_Do zrobienia:_
- A) Odpowiedz krótko na pytania do tekstu o języku naukowców:
(i) Jak autor nazywa bloga, na którym pisze?
(ii) Na co korekta zamieniłaby słowo „tipsy” w publikacji?
(iii) Co oznacza słowo „tips” w polszczyźnie według tekstu?
- B) Oceń, czy te zdania zgadzają się z tekstem o języku naukowców. Przy każdym napisz „tak” albo „nie” i przytocz rozstrzygające słowa tekstu.
(i) Autora irytuje samo to, że w języku naukowców jest dużo barbaryzmów.
(ii) Czech zrozumie hiszpański napis „pipeta”.
(iii) Wpis ma dotyczyć teorii, a nie praktyki.
- C) Wypisz wszystkie słowa i wyrażenia, które w tekście o języku naukowców stoją w cudzysłowie. Każde podaj tylko raz.

_Fragment tekstu:_
Irytacja języka

Koledzy dyskutanci ostatnio rozpisują się o takich stronach języka, jak logika i prawda, więc i ja coś o języku napiszę. Skoro zaś to blog szalonych naukowców, to napiszę o języku naukowców – nie wiem, czy szalonych, ale na pewno mnie irytujących. To z kolei zahacza o wcześniejsze rozważania o subiektywizmach, bo niewiele jest bardziej subiektywnych spraw niż to, co kogoś irytuje. W odróżnieniu jednak od tamtych dyskusji, to będzie nie o teorii, ale o praktyce.


Nie będzie odkrywcze, gdy napiszę, że język naukowców jest pełen barbaryzmów (obecnie w praktyce wyłącznie anglicyzmów, czasem nawiązujących do antycznego źródłosłowu). Samo to mnie akurat wcale nie irytuje. Włączanie do języka nowych słów będących zapożyczeniami jest wymuszone powstawaniem nowych pojęć. Skoro powstają nowe desygnaty, muszą zostać jakoś nazwane i nie widzę powodu, dla którego wymyślanie neologizmów od zera miałoby być lepsze od zapożyczania słów z innych języków. Ponieważ zaś tak się dzieje w wielu językach, te nowe słowa stają się internacjonalizmami i zarówno polski naukowiec domyśli się,  co jest na norweskim rysunku podpisanym „akselerator”, jak i Czech zrozumie hiszpański napis „pipeta”. Polski laborant zrozumie też podpis na pudełku dołączonym do tejże pipety – „tips”, bo też używa pojęcia „tipsy”. Używa, choć gdyby chciał coś opublikować, korekta poprawiłaby to na „końcówki do pipet”. Zalew niepotrzebnych anglicyzmów, przejętych ze względów pretensjonalnych lub po prostu z braku zastanowienia nad rodzimym odpowiednikiem w żargonie naukowym jest tak wyraźny, że korektorzy przesadzają w drugą stronę. Tymczasem o ile słowo „końcówka” ma w polszczyźnie mnóstwo znaczeń, o tyle „tips” oznacza sztuczny paznokieć albo nasadkę pipety. Odpowiednie słowo dla odpowiedniej rzeczy.

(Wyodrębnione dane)
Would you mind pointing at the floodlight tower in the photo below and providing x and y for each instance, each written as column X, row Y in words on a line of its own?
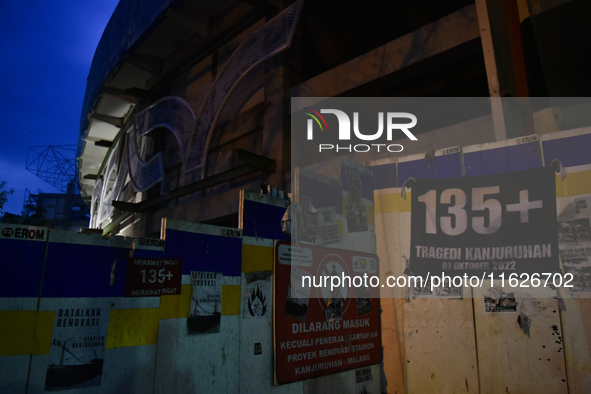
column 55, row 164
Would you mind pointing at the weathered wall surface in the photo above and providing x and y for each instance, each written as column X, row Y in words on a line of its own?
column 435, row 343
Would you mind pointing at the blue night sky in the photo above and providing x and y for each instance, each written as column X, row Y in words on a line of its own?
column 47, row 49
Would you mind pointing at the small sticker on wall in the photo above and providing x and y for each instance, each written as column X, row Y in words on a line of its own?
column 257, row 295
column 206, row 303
---
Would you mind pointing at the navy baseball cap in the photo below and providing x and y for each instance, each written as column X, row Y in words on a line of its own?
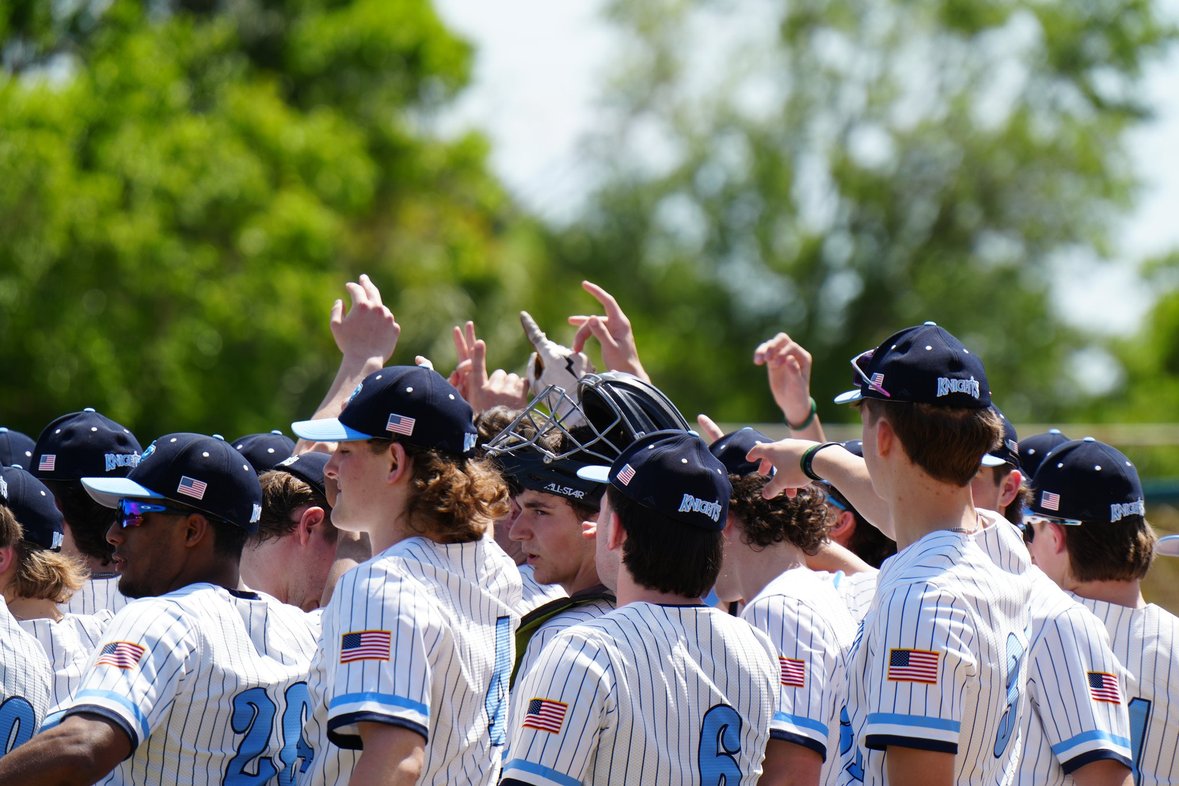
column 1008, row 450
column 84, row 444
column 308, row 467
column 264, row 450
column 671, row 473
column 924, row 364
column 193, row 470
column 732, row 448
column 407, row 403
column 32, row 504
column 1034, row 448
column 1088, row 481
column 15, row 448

_Wyniki końcowe:_
- A)
(i) Blog szalonych naukowców.
(ii) Na „końcówki do pipet”.
(iii) Sztuczny paznokieć albo nasadkę pipety.

- B)
(i) Nie: „Samo to mnie akurat wcale nie irytuje.”
(ii) Tak: „Czech zrozumie hiszpański napis „pipeta””.
(iii) Nie: „to będzie nie o teorii, ale o praktyce”.

- C) „akselerator”, „pipeta”, „tips”, „tipsy”, „końcówki do pipet”, „końcówka”